Quoted passage:
I am smiling from ear to ear at this outcome. In a few short years you can get a puppy to keep your dog company and you'll have a wealth of experience plus alot more spare time to train a puppy properly. It is win, win, win for everybody. Please post pics of your new dog who can be an honorary cockapoo.


----------



## Lolalou (Jan 9, 2016)

Rocky, our adopted lab x spaniel ?


----------



## suzy452 (Jan 4, 2016)

ahhhh a lovely choice


----------



## Datun Walnut (Oct 15, 2013)

Lolalou said:


> Rocky, our adopted lab x spaniel ?


 Oh Rocky, it looks as though you've fallen on your feet. What a great outcome. He looks a happy boy


----------



## Marzi (Sep 17, 2012)

Welcome to Rocky


----------



## Cat 53 (Aug 26, 2012)

Perfect outcome. Well done you, utterly brilliant resolution.


----------



## DB1 (Jan 20, 2012)

looks sweet - and definitely a lot lower maintenance!!


----------



## MHDDOG2016 (Jan 2, 2016)

Congrats! Rocky is so handsome


----------



## 2ndhandgal (Aug 29, 2011)

A www lovely - I hope he settles in well


----------



## Nanci (Mar 1, 2012)

What a perfect decision! So very well done! Congratulations and Welcome Home Rocky!


----------



## SemperFi Teacher (Dec 24, 2015)

Congrats! Rocky is adorable.


----------



## RuthMill (Jun 30, 2012)

Lolalou said:


> Rocky, our adopted lab x spaniel ?


He's so lovely. I'm so pleased for you, but mostly pleased for him. He deserves the best.


----------



## Mazzapoo (Jul 28, 2013)

A great decision! :welcome: to honorary poo Rocky rockster


----------



## Paulrob2808 (Feb 2, 2016)

Hi, I'm going through the training stage now , you will spend a lot of time in the garden. I think is very in important that you crate train him/ her, reason being, he will need his own space to take himself too if he wants to get away from the everyone , it's important that you also teach you children that when he is gone off to his crate , they must leave him alone as this is his own person space. I have introduced two caine terriers as puppies when my children were young, in fact , the reason we got our first was because our youngest was nipped by a dog and was scared stiff of them, we thought that a growing up with a puppy would help her through her fears, it worked a treat . As for the crying , it's only short term.

(Excerpts of labeled region data)
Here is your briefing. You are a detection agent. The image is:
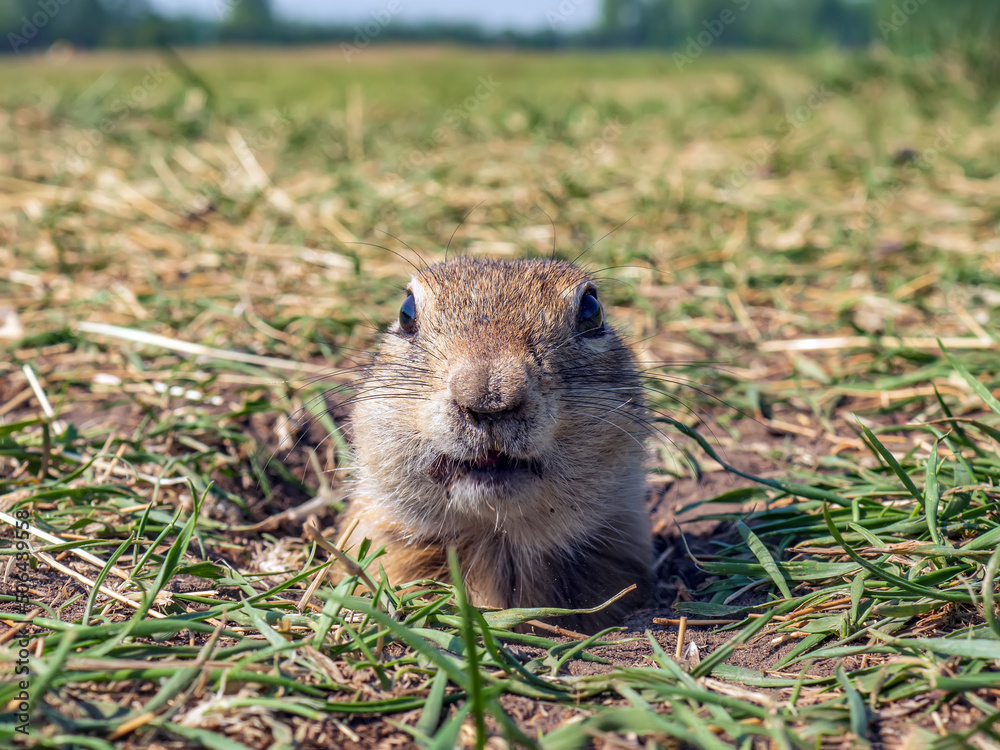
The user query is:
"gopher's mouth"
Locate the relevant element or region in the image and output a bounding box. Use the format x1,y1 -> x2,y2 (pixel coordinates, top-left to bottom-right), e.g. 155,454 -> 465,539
427,451 -> 542,484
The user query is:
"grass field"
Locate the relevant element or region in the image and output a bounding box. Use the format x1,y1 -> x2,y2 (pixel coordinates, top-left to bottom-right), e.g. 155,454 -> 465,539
0,48 -> 1000,750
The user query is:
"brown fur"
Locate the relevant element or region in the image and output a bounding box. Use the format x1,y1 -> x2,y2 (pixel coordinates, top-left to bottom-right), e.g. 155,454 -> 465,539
348,258 -> 651,631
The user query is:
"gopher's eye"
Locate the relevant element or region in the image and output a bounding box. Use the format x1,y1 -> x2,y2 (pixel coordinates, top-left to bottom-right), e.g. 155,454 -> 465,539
576,292 -> 604,334
399,292 -> 417,336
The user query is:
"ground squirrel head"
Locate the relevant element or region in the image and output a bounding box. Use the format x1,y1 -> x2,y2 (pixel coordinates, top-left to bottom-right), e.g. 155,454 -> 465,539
354,258 -> 646,544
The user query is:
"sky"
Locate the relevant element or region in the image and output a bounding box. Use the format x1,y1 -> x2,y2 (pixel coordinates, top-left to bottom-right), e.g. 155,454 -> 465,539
150,0 -> 601,31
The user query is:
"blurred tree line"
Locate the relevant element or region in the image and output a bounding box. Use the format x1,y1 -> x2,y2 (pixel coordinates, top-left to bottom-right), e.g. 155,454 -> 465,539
0,0 -> 1000,71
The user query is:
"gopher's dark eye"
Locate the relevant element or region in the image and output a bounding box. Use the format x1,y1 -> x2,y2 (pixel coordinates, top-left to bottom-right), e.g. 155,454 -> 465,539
576,292 -> 604,334
399,292 -> 417,336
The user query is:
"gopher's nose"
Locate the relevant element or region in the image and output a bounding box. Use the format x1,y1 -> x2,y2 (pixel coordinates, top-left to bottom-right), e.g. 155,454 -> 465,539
448,360 -> 528,424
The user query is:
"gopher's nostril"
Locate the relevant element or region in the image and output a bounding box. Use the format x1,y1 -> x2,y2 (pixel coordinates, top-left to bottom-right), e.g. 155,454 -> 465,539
455,401 -> 523,424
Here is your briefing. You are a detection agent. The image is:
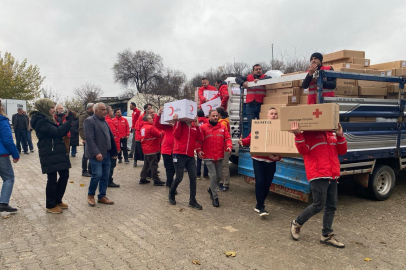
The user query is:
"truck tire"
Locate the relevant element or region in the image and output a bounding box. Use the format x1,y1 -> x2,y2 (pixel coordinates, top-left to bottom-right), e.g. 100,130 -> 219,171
367,165 -> 396,201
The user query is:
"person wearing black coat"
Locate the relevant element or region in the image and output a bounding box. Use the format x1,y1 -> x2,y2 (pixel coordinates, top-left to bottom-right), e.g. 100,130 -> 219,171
30,98 -> 74,214
70,118 -> 79,157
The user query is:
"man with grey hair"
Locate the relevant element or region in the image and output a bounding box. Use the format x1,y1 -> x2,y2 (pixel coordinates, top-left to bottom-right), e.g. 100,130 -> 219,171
79,103 -> 94,177
83,102 -> 117,206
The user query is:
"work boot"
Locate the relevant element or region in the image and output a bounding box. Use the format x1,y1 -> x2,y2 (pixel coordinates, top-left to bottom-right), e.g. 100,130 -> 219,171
290,220 -> 302,241
320,233 -> 345,248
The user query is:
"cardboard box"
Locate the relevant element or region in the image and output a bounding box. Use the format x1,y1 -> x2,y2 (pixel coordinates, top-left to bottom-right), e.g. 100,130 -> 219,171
266,87 -> 302,97
359,86 -> 388,96
250,120 -> 301,157
202,98 -> 221,116
265,80 -> 302,90
335,86 -> 358,96
163,99 -> 197,123
323,50 -> 365,62
370,60 -> 406,70
279,103 -> 340,130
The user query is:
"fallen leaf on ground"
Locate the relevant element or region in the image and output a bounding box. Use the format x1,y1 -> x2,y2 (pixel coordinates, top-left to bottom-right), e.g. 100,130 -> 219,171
223,251 -> 237,257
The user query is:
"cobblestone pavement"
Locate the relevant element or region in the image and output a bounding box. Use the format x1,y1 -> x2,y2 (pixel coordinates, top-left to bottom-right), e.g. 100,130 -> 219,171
0,142 -> 406,269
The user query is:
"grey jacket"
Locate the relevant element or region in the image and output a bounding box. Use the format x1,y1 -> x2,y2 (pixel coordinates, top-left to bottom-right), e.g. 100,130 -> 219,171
83,114 -> 117,159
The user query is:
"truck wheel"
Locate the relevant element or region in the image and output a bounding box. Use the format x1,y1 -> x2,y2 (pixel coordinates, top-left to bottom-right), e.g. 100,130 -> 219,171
368,165 -> 396,201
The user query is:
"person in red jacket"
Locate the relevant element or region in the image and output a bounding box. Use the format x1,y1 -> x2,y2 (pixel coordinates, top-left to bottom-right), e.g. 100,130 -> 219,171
238,107 -> 281,217
113,109 -> 130,163
154,108 -> 175,188
290,122 -> 347,248
132,102 -> 141,159
302,52 -> 336,104
105,106 -> 120,188
169,114 -> 203,210
212,80 -> 230,111
196,110 -> 233,207
198,78 -> 218,108
140,114 -> 165,186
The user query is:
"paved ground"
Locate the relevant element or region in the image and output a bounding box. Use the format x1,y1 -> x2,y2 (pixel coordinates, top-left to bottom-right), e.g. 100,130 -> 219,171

Actions to take:
1 - In the forum thread about Rocky's adoption, what kind of dog is Rocky?
2 - Resume the forum thread about Rocky's adoption, starting after its last sentence.
The listing has no connection to the forum thread about Rocky's adoption.

Answers per task:
1 - An adopted lab x spaniel.

2 -
Not sure if this is an option, but could you find a breaded who would be prepared to hold on a few weeks and maybe carry out some training on your behalf . Or maybe there's someone on here close by who could help you.


----------



## Lolalou (Jan 9, 2016)

Rocky has settled in fantastically. We've had him 3 weeks and he is now a firm part of the family. My boy's love him and he is so affectionate, friendly and well behaved. Best descision ever xx


----------



## fairlie (Sep 7, 2013)

This is so brilliant, one of the best threads ever as far as I am concerned. I wish the mods would make it a sticky in fact. Please keep us updated about your beautiful boy. Rocky is so handsome, what would have possessed his first family to give him away? I'm so happy he landed in the clover with you.


----------



## MHDDOG2016 (Jan 2, 2016)

Lucky dog to have found your family (and I am sure you feel you are the lucky ones). He looks so happy!


----------



## Marzi (Sep 17, 2012)

Lovely pictures of Rocky - I'm so glad that you have opened your home and hearts to this boy - it looks as if he will repay you with every atom of his being! Well done you.


----------



## bearthecockapoo (Mar 17, 2015)

Yay! So glad for such a great outcome for you all!


----------



## Lolalou (Jan 9, 2016)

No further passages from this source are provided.